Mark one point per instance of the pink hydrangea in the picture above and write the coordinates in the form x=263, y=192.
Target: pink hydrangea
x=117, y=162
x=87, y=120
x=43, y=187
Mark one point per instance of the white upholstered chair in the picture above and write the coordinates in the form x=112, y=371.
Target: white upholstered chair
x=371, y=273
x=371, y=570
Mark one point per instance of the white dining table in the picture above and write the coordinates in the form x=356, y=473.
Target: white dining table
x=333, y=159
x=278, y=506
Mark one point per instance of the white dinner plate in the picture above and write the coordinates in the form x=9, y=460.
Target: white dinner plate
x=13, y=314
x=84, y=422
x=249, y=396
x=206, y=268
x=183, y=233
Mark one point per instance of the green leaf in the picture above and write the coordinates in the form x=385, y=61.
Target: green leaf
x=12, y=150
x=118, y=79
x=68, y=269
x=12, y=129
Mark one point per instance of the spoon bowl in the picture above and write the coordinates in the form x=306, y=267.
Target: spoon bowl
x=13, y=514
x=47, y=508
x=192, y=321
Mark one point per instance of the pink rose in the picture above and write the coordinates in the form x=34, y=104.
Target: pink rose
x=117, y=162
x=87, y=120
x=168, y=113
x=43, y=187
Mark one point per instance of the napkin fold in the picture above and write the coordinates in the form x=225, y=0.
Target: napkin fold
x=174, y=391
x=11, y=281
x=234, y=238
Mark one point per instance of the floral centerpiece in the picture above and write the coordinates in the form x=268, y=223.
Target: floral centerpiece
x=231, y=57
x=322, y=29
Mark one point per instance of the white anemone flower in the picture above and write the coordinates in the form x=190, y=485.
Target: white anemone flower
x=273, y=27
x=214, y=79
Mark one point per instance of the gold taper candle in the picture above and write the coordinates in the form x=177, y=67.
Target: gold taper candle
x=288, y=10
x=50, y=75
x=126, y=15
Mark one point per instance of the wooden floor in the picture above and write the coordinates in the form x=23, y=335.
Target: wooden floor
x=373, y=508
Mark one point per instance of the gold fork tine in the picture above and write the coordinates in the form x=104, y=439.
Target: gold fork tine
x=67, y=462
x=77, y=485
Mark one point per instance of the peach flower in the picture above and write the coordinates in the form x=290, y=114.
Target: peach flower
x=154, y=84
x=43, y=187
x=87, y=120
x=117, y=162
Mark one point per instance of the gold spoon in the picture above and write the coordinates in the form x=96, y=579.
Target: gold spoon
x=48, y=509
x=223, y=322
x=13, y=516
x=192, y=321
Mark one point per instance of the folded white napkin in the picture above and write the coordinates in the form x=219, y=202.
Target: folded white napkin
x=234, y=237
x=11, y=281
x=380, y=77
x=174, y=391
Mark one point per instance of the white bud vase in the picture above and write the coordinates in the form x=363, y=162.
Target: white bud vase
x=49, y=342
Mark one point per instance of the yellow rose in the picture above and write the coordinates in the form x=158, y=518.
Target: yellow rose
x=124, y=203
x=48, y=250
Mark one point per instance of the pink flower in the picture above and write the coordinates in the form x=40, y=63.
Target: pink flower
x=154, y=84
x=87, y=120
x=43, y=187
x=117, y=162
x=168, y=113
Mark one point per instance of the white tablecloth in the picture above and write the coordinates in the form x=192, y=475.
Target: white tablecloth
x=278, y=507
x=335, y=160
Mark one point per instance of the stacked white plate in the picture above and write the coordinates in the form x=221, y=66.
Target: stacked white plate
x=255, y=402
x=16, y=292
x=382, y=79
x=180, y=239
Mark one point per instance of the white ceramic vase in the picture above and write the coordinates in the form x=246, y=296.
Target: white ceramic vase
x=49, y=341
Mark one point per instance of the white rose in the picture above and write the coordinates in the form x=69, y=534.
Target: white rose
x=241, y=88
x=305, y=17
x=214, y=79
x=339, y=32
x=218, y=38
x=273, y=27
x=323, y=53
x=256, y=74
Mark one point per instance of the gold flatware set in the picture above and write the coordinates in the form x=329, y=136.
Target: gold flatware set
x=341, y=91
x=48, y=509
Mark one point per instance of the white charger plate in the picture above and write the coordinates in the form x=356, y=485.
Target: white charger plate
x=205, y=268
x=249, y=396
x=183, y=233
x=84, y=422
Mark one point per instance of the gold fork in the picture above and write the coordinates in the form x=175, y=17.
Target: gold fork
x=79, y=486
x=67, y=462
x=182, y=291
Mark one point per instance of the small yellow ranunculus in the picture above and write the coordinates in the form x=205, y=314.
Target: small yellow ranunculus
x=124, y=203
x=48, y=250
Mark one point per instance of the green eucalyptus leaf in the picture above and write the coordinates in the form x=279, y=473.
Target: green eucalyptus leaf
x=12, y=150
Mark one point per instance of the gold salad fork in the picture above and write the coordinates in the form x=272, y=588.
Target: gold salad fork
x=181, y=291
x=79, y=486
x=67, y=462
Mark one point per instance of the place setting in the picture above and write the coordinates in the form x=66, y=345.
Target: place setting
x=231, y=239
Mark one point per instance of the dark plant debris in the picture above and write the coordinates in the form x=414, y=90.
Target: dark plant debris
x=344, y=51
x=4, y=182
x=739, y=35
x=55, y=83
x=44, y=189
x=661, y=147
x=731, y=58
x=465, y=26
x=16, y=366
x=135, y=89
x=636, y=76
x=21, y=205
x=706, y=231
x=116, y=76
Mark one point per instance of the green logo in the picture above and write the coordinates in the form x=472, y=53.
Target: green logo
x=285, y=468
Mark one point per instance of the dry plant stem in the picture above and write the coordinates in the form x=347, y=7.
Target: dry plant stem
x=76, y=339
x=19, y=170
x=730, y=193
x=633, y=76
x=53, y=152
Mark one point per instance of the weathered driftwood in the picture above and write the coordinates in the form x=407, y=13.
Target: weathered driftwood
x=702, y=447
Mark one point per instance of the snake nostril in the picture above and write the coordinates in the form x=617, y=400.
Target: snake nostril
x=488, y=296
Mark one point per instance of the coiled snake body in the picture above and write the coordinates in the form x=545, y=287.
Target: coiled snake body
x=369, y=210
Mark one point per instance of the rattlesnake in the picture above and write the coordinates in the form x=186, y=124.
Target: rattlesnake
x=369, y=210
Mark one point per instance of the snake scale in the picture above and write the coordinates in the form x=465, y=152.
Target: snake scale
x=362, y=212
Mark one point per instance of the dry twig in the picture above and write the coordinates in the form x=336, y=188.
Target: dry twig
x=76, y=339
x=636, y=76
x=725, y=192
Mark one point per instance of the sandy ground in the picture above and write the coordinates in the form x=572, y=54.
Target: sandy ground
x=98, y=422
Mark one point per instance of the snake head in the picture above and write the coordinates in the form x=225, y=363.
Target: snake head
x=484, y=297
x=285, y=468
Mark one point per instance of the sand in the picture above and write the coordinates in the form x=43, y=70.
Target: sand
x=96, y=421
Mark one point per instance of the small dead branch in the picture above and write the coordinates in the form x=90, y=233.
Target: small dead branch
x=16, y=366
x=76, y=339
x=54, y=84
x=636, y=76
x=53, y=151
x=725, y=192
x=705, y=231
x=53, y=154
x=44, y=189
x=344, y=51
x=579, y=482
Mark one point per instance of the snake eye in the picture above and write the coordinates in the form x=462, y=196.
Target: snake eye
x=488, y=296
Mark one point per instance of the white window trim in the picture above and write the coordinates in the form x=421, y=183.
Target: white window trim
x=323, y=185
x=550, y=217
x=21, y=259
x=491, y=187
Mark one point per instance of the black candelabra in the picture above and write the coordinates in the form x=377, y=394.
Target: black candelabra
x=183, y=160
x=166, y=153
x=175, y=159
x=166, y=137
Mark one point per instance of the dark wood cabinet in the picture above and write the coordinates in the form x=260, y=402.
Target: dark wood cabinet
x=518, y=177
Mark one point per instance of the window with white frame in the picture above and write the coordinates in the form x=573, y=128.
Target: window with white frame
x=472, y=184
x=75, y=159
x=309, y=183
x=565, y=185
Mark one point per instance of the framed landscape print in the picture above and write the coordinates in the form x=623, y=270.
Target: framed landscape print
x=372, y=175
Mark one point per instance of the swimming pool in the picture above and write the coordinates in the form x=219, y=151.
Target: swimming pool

++++++++

Reproduce every line from the first of the items above through the line containing "x=126, y=15", inclusive, with no changes.

Mark one point per instance of the pink hydrangea in the picture above and write the coordinates in the form x=263, y=192.
Target: pink hydrangea
x=117, y=162
x=87, y=120
x=43, y=187
Mark one point per instance of the white upholstered chair in the picture above and write the coordinates in the form x=112, y=371.
Target: white upholstered chair
x=371, y=273
x=371, y=570
Mark one point per instance of the white dining table in the picture above and write the coordinates in the form x=356, y=473.
Target: white dining table
x=333, y=159
x=278, y=506
Mark one point per instance of the white dinner plate in the picture above and write the coordinates in the form x=9, y=460.
Target: white dinner plate
x=13, y=314
x=84, y=422
x=249, y=396
x=206, y=268
x=183, y=233
Mark one point per instance of the green leaf in the picture above and write the coordinates in the form x=385, y=61.
Target: green leaf
x=12, y=150
x=118, y=79
x=68, y=269
x=12, y=129
Mark one point per instance of the spoon bowl in the picture above and write the coordinates in the form x=306, y=267.
Target: spoon bowl
x=13, y=514
x=47, y=508
x=192, y=321
Mark one point per instance of the pink rose in the picture above and write the coordinates in the form x=34, y=104.
Target: pink rose
x=117, y=162
x=87, y=120
x=168, y=113
x=43, y=187
Mark one point per instance of the napkin fold in the picture above and write the coordinates in the form x=225, y=0.
Target: napkin fold
x=174, y=391
x=11, y=281
x=234, y=238
Mark one point per instance of the floral centerpiece in the picture above and write the coordinates in the form x=268, y=223.
Target: floral centerpiece
x=231, y=57
x=322, y=29
Mark one point per instance of the white anemone flower in the picture above and write the coordinates in the form x=190, y=485.
Target: white anemone flower
x=273, y=27
x=214, y=79
Mark one point per instance of the gold taper candle in the picture above and write the coordinates in the form x=177, y=67.
Target: gold taper candle
x=288, y=10
x=50, y=75
x=126, y=15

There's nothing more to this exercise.